• TASK STATEMENT:
Find the line containing "# test: for every instance of the cloud, mark". Reproduce it and every line after it up to the end of the records, exactly as written.

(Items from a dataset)
--------------------------------
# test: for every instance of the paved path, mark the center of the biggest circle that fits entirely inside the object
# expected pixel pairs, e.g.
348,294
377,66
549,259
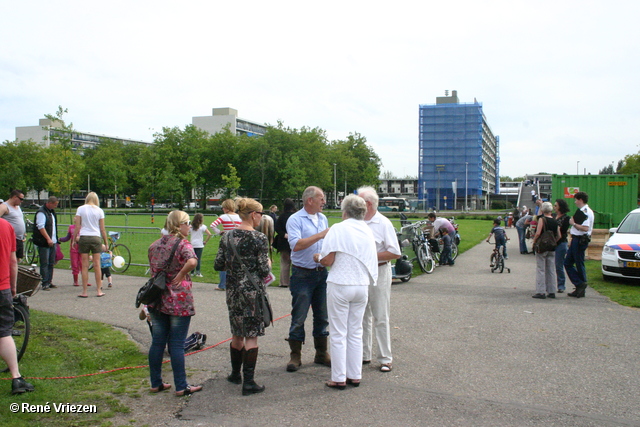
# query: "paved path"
471,348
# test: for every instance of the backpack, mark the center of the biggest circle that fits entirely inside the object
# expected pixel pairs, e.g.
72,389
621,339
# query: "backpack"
547,240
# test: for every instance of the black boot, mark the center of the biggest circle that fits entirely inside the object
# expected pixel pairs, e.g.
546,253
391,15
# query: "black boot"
249,386
236,364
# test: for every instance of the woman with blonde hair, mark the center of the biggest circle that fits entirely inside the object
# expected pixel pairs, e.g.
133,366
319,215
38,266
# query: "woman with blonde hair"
243,253
229,221
89,234
171,314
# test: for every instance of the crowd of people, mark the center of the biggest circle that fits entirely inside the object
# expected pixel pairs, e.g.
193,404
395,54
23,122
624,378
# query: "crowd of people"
350,301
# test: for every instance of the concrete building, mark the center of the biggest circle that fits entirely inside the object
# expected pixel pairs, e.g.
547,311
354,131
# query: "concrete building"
459,155
223,117
46,129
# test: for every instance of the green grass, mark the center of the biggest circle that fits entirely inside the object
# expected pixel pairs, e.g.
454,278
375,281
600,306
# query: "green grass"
625,292
64,347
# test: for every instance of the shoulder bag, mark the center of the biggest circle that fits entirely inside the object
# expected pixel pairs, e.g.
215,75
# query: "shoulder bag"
151,291
262,298
547,240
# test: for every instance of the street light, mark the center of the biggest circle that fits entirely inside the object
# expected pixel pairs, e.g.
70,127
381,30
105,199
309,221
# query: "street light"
335,184
466,185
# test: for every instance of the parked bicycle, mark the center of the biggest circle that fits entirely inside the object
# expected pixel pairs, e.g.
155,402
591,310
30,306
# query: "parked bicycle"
497,259
420,246
28,285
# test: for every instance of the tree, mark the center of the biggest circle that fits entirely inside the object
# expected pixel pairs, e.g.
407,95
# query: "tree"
232,182
66,165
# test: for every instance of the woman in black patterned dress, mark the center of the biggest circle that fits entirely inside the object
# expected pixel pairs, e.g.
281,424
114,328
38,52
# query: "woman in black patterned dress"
244,317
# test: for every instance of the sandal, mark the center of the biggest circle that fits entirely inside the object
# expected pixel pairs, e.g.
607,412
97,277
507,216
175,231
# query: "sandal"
161,387
189,390
333,384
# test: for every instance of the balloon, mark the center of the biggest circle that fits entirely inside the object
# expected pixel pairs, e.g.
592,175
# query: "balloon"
118,262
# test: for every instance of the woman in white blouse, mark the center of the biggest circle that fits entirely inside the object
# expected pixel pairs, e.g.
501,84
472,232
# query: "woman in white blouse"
350,250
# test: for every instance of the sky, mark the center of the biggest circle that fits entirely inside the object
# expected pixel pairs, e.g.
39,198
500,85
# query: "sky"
558,80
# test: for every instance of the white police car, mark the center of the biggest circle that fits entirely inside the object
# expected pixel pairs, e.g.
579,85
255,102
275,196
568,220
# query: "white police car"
621,253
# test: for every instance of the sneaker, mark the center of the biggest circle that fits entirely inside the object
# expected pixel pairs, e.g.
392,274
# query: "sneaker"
19,385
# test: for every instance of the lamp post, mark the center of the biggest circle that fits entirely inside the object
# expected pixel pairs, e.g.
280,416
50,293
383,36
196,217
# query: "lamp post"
335,184
466,185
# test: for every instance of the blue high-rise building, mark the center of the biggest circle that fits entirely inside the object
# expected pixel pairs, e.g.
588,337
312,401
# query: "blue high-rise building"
459,156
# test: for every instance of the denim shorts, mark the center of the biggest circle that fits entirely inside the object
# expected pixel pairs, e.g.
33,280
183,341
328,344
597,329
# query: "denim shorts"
6,313
90,245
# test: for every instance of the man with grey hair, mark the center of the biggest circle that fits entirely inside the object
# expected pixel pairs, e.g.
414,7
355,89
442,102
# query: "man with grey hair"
45,238
379,303
11,211
308,285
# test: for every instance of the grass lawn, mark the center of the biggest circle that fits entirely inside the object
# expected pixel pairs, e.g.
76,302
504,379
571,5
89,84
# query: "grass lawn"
64,347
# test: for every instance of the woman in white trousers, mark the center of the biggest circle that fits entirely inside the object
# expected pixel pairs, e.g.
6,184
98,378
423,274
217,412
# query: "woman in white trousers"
349,249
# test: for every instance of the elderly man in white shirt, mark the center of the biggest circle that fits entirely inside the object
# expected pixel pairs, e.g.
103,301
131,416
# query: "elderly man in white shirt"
349,248
379,304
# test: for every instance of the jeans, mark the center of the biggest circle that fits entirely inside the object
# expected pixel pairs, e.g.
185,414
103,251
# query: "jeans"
198,252
445,256
574,262
223,280
308,289
172,330
47,261
521,239
561,252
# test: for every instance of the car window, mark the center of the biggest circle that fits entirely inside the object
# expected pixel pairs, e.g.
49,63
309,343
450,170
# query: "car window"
631,224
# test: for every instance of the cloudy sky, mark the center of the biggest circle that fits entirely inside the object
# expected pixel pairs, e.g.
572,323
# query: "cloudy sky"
558,80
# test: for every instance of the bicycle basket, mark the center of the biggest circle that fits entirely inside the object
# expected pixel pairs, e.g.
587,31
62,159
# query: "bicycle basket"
28,281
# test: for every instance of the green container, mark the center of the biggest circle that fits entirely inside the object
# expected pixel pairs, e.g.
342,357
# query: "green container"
611,197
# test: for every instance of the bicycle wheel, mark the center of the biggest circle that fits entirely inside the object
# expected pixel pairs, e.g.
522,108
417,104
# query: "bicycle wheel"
20,332
124,252
424,260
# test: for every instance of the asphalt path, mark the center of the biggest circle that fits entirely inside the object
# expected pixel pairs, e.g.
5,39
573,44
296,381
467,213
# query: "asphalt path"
471,348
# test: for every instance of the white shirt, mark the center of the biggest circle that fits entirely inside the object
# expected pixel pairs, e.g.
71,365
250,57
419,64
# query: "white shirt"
197,236
91,216
352,241
588,222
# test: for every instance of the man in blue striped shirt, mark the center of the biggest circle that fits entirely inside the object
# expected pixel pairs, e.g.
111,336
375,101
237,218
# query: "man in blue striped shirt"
306,229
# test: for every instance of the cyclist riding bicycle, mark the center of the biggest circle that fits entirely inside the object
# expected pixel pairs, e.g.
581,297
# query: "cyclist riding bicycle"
500,238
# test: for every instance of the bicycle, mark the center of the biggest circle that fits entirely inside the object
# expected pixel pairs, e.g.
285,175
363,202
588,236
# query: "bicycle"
28,285
117,249
421,246
497,259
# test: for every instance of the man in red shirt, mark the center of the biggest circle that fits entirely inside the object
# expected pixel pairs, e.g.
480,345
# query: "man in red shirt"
8,281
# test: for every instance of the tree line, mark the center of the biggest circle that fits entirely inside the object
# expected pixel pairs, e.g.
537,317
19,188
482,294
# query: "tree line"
269,168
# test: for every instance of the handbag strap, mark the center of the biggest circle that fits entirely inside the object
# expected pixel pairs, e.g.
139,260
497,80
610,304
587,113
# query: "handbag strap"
251,277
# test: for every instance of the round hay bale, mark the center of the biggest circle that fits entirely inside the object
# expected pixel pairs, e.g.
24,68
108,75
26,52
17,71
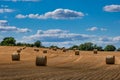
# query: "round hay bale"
54,49
77,52
64,50
37,50
110,59
24,47
95,51
44,51
41,60
15,57
19,50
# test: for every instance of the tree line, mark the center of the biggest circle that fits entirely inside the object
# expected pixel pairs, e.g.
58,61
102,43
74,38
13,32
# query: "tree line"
88,46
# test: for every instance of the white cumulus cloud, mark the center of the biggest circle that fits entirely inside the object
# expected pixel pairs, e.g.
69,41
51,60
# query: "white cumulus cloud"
112,8
6,10
57,35
56,14
96,28
4,27
22,0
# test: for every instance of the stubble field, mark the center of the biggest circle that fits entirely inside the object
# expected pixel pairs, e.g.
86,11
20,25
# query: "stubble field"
60,65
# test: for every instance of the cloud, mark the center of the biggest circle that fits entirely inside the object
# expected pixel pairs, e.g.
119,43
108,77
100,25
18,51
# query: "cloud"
20,16
64,38
112,8
4,27
3,22
57,35
6,10
56,14
96,28
22,0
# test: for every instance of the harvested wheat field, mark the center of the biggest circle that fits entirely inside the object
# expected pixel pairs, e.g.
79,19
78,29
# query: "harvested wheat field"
60,65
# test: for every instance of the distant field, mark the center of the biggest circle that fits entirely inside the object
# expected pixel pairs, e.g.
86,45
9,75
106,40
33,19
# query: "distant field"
60,65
--------------------------------
• PROBLEM SOLUTION:
# test: for every instance of the cloud, mark the center of the biggest circle that fits entirely inside the object
# expected pixel pairs, e.g.
119,43
108,77
100,25
18,51
# query: "cloud"
20,16
64,38
112,8
4,27
3,22
57,35
6,10
56,14
96,28
22,0
# test: for every instance of the harvested wheat field, mark the center of the biggest circle that fits entirely inside the object
# expected pixel pairs, e.g.
79,19
78,29
# query: "harvested wheat field"
60,65
# test: for every instance of the distant field, mark the center of the biggest circle that fits entirely inside the object
# expected pixel pairs, e.g.
86,45
9,75
106,40
33,19
# query: "distant field"
60,65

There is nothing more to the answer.